Néanmoins, malgré ses nombreux défauts de production, difficile de vraiment bouder son plaisir devant Le Problème à 3 corps. Pas du tout adepte du binge-watching habituellement, force est de constater que cette méthode de diffusion à son intérêt aujourd’hui. Avec 8 épisodes allant de 40 minutes à 1 heure (sans les longs crédits habituels) cette première saison se consomme sans mal. De plus, elle est parsemée de quelques fulgurances d’hémoglobines (une principalement) qui rappellent la vision radicale des scénaristes.
Le Problème à 3 corps est par conséquent un objet hybride, parfois inqualifiable. À la fois traversé par une intrigue géopolitique prometteuse (puis plus du tout), des attraits de Science-fiction dense (mais balayé d’un revers de la main), d’une partie thriller pour la forme, dramatique pour donner corps à ses personnages, quelques touches d’humours (il n’en fallait pas plus) et s’avère sanglante, parfois gratuitement.
Ses résultats de production sont également assez décevants. Notamment, quand ils réduisent la série à une pléthore d’effets spéciaux de moyenne facture et une mise en scène tout à fait impersonnelle. (Et sans fulgurances aucune). Un constat également applicable sur la très linéaire bande-son pourtant signé Ramin Djawadi.
CONCLUSION
De ce fait, on assiste à la réalisation la plus concrète d’un produit Netflix par excellence : Prometteur, mais farouchement gangrenés par des standards de production sans charmes. Fatalement, oui, Le Problème à 3 corps est une déception.
Selon l’accueil du show sur la plateforme, espérons que les showrunners sauront radicaliser leur œuvre à l’avenir. Leurs plans étant de faire 3 à 4 saisons (pour adapter le deux autres Tomes) l’espoir est permis.
Les + :
- Le (grand) retour (chez les rouges) de deux scénaristes hors pair (cette fois accompagnés) pour une nouvelle adaptation inadaptable.
- Un résultat largement imparfait, mais tout à fait entraînant sur la longueur.
------------------------------
> [CONSIGNE] Recopiez à l'identique le passage de la critique du Problème à 3 corps qui va de « Ses résultats de » jusqu'à « est une déception. » inclus.
------------------------------
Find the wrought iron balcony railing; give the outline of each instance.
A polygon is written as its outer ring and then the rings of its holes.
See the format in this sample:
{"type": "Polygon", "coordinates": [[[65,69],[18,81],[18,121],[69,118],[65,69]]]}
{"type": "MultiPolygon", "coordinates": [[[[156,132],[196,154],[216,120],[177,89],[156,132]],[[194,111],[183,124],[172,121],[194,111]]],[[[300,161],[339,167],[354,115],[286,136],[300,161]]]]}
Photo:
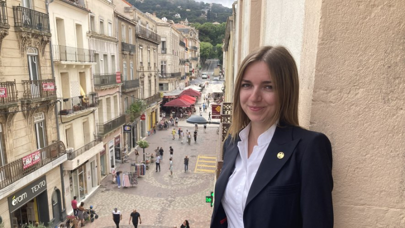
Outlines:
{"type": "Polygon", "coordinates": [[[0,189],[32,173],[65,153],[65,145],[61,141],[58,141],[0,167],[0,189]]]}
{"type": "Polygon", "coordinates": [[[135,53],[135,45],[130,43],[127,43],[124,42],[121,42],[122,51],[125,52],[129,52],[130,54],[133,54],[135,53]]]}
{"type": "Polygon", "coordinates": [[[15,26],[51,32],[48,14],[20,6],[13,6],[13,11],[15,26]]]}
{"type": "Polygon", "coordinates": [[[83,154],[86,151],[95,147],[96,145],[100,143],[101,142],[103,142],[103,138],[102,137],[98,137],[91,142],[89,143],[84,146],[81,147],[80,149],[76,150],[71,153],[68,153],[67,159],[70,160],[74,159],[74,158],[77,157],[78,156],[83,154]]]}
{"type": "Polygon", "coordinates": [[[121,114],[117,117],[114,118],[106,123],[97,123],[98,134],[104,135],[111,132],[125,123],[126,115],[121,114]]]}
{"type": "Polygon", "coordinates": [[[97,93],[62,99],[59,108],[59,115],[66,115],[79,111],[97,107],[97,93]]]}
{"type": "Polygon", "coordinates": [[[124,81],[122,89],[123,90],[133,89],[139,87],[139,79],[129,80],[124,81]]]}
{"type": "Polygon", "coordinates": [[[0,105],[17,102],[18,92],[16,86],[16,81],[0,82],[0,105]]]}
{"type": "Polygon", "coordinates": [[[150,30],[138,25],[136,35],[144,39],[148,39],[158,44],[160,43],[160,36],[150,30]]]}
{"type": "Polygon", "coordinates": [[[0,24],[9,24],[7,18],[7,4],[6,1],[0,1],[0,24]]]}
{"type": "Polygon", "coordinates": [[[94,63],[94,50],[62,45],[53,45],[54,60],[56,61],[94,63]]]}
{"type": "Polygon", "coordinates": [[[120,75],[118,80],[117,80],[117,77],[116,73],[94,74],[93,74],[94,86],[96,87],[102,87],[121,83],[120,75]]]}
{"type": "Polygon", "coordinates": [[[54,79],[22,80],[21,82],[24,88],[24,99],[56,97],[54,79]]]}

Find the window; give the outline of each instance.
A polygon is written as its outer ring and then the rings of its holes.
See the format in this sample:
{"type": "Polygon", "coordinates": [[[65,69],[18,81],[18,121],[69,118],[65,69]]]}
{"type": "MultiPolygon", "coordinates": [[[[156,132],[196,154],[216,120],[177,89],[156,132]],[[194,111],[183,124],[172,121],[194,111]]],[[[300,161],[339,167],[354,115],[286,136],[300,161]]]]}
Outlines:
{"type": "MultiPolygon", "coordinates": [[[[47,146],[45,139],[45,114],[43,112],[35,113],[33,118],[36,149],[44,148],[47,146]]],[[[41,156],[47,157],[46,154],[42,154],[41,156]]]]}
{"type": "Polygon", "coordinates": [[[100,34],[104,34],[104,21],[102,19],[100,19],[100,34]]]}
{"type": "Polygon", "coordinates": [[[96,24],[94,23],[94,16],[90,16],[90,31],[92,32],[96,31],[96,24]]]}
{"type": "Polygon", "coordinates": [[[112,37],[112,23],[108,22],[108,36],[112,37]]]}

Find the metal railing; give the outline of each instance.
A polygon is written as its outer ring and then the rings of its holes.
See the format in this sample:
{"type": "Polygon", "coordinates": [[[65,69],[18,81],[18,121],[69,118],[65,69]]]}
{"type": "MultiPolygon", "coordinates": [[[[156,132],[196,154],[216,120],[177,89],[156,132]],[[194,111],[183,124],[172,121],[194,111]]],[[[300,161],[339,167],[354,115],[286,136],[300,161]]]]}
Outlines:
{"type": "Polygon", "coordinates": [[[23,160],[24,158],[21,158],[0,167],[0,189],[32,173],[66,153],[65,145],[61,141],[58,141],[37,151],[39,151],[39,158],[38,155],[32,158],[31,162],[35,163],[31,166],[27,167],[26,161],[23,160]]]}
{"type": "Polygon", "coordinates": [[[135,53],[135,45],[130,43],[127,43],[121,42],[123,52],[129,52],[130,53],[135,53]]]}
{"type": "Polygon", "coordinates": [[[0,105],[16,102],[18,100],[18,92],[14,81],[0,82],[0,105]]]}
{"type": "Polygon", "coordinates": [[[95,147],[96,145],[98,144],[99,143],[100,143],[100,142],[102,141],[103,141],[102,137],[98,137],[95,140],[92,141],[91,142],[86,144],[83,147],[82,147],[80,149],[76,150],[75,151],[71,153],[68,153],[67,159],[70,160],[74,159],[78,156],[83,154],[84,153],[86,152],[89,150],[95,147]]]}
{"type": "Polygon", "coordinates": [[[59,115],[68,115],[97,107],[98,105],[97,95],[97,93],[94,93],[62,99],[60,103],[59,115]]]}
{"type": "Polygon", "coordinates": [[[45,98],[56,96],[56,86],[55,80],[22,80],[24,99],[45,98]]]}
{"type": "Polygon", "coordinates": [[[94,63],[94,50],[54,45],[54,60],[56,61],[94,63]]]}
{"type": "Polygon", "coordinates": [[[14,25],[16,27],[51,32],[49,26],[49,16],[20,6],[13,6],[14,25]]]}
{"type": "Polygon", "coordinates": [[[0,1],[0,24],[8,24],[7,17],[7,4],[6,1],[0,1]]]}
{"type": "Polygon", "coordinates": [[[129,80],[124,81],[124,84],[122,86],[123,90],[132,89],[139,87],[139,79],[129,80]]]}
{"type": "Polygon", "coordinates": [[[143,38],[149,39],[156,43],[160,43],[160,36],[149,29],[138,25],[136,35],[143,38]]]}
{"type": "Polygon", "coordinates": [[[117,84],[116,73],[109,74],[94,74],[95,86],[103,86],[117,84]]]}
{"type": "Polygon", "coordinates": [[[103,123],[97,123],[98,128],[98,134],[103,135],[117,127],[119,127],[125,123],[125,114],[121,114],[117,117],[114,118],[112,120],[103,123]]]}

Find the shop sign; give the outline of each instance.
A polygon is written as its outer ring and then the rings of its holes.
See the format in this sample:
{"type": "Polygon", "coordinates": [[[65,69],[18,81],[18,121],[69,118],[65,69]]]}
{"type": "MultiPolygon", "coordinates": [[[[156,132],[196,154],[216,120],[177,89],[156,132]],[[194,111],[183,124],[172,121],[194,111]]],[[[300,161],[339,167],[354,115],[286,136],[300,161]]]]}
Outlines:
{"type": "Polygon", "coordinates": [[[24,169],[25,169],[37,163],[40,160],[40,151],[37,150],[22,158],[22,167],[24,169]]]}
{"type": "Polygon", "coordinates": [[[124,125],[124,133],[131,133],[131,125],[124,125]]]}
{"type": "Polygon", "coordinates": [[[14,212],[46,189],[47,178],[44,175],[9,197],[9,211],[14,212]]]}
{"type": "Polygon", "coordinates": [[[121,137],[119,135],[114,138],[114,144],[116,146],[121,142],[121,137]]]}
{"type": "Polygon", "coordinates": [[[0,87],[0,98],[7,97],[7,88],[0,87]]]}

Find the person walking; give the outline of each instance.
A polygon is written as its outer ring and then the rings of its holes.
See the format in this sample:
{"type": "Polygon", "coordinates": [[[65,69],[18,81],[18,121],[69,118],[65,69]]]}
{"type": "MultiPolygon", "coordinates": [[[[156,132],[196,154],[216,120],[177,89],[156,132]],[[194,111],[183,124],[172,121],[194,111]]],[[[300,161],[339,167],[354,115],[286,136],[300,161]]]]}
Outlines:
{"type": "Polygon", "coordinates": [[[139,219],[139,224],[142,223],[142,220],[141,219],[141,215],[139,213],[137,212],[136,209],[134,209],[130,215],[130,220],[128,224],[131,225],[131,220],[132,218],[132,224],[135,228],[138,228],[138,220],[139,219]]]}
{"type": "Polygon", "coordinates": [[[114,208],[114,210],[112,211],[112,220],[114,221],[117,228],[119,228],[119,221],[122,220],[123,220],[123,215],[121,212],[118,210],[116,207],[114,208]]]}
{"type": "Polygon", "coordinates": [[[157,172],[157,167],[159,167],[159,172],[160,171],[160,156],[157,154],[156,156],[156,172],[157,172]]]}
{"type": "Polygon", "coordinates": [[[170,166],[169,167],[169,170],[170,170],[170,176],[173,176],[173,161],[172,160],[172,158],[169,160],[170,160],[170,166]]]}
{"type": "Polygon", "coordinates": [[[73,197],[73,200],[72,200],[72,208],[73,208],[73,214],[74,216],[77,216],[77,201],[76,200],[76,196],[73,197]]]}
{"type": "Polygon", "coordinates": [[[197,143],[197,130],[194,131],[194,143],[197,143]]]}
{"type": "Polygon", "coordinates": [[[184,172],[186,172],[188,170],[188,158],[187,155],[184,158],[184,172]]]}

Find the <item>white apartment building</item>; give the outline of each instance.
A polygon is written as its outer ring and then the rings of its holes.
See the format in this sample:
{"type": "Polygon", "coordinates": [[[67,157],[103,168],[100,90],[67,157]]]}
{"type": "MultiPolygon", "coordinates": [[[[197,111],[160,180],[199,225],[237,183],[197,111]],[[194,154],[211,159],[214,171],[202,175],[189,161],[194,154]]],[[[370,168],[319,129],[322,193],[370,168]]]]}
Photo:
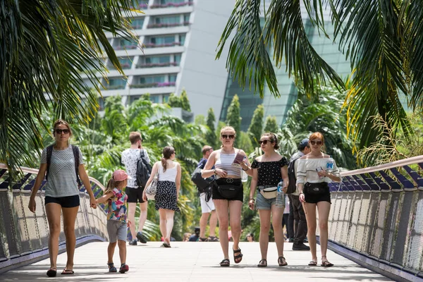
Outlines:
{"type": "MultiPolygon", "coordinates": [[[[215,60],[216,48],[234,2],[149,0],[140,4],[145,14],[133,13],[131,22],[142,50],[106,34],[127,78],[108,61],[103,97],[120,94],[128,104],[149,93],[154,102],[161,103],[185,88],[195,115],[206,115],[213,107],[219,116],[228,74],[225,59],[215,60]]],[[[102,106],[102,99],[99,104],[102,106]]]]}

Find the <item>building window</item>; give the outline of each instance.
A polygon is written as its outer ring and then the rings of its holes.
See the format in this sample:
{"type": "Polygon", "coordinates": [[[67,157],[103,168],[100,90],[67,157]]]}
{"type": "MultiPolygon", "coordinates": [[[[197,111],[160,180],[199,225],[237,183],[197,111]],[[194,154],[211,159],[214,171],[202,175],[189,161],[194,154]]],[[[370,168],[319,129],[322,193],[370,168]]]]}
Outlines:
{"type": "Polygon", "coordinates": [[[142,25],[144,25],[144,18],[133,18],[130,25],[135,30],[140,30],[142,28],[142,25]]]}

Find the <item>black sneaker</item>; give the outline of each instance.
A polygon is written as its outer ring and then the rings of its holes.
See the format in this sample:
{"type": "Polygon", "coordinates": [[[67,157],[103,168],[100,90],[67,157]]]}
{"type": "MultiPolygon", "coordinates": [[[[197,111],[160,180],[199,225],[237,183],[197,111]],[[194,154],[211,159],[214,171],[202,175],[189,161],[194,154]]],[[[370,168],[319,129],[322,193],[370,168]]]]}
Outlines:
------------------------------
> [SOLUTION]
Ses résultats de production sont également assez décevants. Notamment, quand ils réduisent la série à une pléthore d’effets spéciaux de moyenne facture et une mise en scène tout à fait impersonnelle. (Et sans fulgurances aucune). Un constat également applicable sur la très linéaire bande-son pourtant signé Ramin Djawadi.
CONCLUSION
De ce fait, on assiste à la réalisation la plus concrète d’un produit Netflix par excellence : Prometteur, mais farouchement gangrenés par des standards de production sans charmes. Fatalement, oui, Le Problème à 3 corps est une déception.